#### [Given data]
==================================================
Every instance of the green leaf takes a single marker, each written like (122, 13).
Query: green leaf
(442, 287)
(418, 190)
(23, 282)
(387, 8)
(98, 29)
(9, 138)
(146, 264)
==================================================
Copy all of the data above, request lines included. Shift every x and y value in the answer points up by 148, and leave the request text and its sample coordinate unchanged.

Every instance of the green leaf takes a single marker, each written like (122, 13).
Query: green leaf
(590, 435)
(566, 338)
(171, 430)
(535, 156)
(246, 177)
(157, 286)
(294, 412)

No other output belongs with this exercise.